* [THE EXERCISE]:
Render the stretch of lines from the one containing "[seg] tennis court" through the one containing "158 268 L 158" as a Markdown table with two columns, Row for the number and Line for the line itself. Leave out blank lines.
— start —
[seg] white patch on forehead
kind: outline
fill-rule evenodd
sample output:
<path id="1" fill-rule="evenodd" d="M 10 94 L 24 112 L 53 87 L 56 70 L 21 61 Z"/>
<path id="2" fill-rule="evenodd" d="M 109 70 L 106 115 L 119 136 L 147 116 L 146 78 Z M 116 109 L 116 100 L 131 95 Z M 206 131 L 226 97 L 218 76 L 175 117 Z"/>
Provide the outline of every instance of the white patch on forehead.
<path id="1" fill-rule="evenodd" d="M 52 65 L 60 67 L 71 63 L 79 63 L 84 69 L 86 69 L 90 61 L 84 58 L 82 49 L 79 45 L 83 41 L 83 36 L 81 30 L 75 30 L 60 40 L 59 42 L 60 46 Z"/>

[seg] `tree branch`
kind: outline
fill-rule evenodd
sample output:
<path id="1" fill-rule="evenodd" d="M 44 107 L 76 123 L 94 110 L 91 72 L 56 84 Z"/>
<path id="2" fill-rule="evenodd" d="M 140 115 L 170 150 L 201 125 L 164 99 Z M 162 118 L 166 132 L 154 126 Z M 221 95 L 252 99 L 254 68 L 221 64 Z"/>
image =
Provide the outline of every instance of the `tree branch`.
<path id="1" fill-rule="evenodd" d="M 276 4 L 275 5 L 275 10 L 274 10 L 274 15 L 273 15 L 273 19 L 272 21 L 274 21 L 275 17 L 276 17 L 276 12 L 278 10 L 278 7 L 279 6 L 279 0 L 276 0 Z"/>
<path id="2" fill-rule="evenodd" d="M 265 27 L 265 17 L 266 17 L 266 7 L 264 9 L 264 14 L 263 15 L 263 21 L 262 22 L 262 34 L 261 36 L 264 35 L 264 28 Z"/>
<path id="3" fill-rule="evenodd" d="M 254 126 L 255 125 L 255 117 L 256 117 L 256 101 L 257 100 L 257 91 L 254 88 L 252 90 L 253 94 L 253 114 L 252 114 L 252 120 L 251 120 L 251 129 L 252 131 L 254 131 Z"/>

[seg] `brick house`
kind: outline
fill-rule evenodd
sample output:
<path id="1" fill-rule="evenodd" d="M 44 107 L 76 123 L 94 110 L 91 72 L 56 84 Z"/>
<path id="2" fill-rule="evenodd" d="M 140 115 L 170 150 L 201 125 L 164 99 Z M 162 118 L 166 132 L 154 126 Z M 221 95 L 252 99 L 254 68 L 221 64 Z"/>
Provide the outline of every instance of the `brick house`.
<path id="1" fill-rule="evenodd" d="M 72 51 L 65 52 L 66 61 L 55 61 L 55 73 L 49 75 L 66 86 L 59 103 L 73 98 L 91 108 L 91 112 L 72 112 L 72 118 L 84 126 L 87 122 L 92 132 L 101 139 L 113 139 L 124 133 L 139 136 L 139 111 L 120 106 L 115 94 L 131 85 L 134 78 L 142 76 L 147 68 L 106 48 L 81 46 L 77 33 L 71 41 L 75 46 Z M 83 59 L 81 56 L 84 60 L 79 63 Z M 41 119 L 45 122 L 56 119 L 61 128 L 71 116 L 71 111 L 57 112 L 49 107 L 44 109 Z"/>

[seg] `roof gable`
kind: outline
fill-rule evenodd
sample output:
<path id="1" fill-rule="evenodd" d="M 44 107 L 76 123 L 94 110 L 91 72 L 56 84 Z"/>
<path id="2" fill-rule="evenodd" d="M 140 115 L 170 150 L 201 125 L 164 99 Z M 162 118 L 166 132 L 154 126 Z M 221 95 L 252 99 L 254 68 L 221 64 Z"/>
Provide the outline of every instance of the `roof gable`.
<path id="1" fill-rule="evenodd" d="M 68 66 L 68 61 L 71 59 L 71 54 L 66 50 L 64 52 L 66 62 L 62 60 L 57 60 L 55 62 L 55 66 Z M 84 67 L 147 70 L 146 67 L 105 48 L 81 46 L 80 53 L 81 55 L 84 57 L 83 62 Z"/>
— end —
— start —
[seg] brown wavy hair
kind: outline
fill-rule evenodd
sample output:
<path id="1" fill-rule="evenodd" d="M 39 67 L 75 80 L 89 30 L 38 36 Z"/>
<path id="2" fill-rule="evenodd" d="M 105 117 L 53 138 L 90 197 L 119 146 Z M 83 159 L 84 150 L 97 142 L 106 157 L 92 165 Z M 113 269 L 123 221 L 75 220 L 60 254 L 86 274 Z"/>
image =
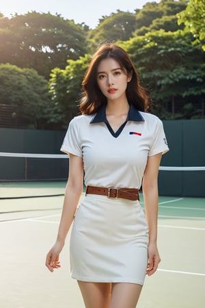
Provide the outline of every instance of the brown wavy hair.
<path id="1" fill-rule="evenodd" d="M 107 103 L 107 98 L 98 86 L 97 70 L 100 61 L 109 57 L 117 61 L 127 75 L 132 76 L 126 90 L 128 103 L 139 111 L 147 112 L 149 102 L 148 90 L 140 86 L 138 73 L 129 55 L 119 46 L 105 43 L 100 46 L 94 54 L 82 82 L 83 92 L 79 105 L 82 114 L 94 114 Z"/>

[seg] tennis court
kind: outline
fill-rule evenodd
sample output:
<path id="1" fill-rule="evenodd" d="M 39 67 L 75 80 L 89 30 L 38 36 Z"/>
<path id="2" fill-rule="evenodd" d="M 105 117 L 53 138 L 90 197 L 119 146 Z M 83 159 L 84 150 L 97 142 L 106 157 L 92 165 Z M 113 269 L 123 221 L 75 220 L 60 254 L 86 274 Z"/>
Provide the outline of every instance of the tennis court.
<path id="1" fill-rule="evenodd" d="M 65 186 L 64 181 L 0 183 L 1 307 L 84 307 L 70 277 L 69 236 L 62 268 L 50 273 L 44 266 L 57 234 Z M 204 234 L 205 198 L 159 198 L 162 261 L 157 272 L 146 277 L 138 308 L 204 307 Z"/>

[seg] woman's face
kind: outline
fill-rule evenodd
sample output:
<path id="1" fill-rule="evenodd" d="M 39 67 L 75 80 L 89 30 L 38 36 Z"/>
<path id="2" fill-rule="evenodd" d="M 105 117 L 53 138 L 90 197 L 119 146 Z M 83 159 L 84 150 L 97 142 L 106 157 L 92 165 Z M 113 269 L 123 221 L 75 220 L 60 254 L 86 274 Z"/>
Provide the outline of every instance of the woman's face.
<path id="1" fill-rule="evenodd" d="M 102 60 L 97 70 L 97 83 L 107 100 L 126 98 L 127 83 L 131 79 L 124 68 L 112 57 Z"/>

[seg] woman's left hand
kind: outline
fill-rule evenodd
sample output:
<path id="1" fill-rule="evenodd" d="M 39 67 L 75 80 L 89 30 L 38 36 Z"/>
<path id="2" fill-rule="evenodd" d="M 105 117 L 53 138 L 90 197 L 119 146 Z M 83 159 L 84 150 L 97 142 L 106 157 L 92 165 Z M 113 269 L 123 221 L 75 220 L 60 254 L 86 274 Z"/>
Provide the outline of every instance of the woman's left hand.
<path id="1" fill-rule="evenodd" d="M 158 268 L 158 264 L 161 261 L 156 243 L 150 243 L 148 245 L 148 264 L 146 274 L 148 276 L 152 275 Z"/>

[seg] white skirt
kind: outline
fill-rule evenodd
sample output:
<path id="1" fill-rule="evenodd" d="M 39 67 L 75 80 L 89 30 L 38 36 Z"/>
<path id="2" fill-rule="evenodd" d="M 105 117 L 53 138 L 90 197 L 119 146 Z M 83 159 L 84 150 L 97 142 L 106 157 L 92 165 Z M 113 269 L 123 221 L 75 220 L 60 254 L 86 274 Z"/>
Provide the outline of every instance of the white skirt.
— end —
* [RESULT BELOW]:
| Row | Line |
|---|---|
| 1 | [seg] tennis court |
| 2 | kind: outline |
| 3 | fill-rule evenodd |
| 4 | sample output: |
| 5 | <path id="1" fill-rule="evenodd" d="M 39 67 L 75 80 L 89 30 L 38 36 Z"/> |
| 6 | <path id="2" fill-rule="evenodd" d="M 105 117 L 53 138 L 90 197 L 119 146 Z M 83 159 L 84 150 L 97 142 L 106 157 L 92 165 Z M 113 269 L 123 221 L 75 220 L 60 254 L 86 274 Z"/> |
| 7 | Provide the outline of every instance of the tennis court. |
| 8 | <path id="1" fill-rule="evenodd" d="M 65 186 L 64 181 L 0 183 L 1 307 L 84 307 L 70 277 L 69 236 L 62 268 L 50 273 L 44 266 L 57 234 Z M 204 234 L 205 198 L 159 198 L 162 261 L 157 272 L 146 277 L 138 308 L 204 307 Z"/> |
| 9 | [seg] woman's face |
| 10 | kind: outline |
| 11 | fill-rule evenodd |
| 12 | sample output: |
| 13 | <path id="1" fill-rule="evenodd" d="M 39 67 L 75 80 L 89 30 L 38 36 Z"/> |
| 14 | <path id="2" fill-rule="evenodd" d="M 105 117 L 53 138 L 90 197 L 119 146 Z M 83 159 L 84 150 L 97 142 L 106 157 L 92 165 Z M 113 269 L 123 221 L 75 220 L 60 254 L 86 274 Z"/> |
| 15 | Provide the outline of every instance of the woman's face. |
| 16 | <path id="1" fill-rule="evenodd" d="M 102 60 L 97 70 L 97 83 L 107 100 L 126 98 L 127 83 L 131 79 L 124 68 L 112 57 Z"/> |
| 17 | [seg] woman's left hand |
| 18 | kind: outline |
| 19 | fill-rule evenodd |
| 20 | sample output: |
| 21 | <path id="1" fill-rule="evenodd" d="M 39 67 L 75 80 L 89 30 L 38 36 Z"/> |
| 22 | <path id="2" fill-rule="evenodd" d="M 105 117 L 53 138 L 90 197 L 119 146 Z M 83 159 L 84 150 L 97 142 L 106 157 L 92 165 Z M 113 269 L 123 221 L 75 220 L 60 254 L 86 274 Z"/> |
| 23 | Provide the outline of every instance of the woman's left hand. |
| 24 | <path id="1" fill-rule="evenodd" d="M 158 268 L 158 264 L 161 261 L 156 243 L 150 243 L 148 245 L 148 264 L 146 274 L 148 276 L 152 275 Z"/> |